───── DATASET EXTRACT ─────
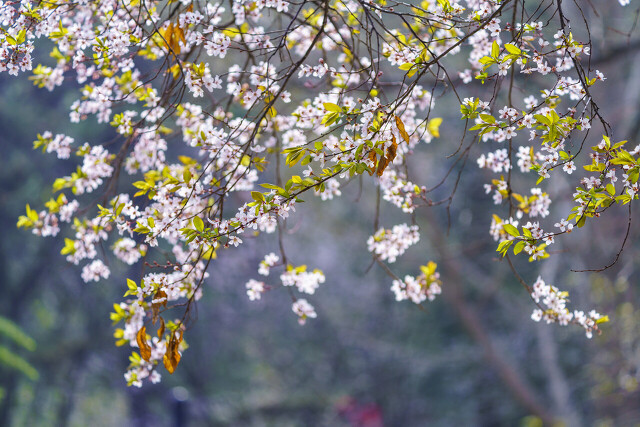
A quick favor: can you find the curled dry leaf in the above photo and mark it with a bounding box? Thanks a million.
[157,317,165,339]
[367,150,377,176]
[395,116,410,143]
[163,329,184,374]
[151,289,167,324]
[136,326,152,362]
[376,137,398,177]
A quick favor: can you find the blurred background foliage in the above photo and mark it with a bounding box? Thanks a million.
[2,1,640,426]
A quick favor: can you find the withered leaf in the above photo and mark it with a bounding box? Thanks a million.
[395,115,410,143]
[157,317,165,339]
[163,332,183,374]
[159,23,186,54]
[376,137,398,177]
[387,136,398,164]
[163,350,177,374]
[152,289,167,324]
[376,155,389,176]
[367,150,377,176]
[136,326,152,362]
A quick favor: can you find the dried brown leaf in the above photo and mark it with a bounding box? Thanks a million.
[157,317,165,339]
[367,150,377,176]
[136,326,152,362]
[395,115,410,143]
─────
Restate every line above exactly, omitting images.

**YOUR SOLUTION**.
A quick favor: can you find the curled dry leaf in the above photo and mark it with a bounding box? Thanks a million.
[157,317,165,339]
[367,150,377,176]
[395,116,410,143]
[163,329,184,374]
[151,289,167,324]
[136,326,152,362]
[376,137,398,177]
A quick favor: can you find the blurred background foliage in the above photo and mark it with a bounding box? Thanks a million.
[2,1,640,426]
A quick favor: can you find the withered leaf in the above photo and mark it with a bounding box? Thanks a million.
[395,115,410,143]
[157,317,165,339]
[163,332,183,374]
[159,23,186,54]
[376,137,398,177]
[387,136,398,164]
[163,350,177,374]
[152,289,167,324]
[376,155,389,176]
[367,150,377,176]
[136,326,152,362]
A quick favor: can you find the dried brown leaf in the above photo and mark it with a bounding box? Thanks a million.
[157,317,165,339]
[367,150,377,176]
[136,326,152,362]
[395,115,410,143]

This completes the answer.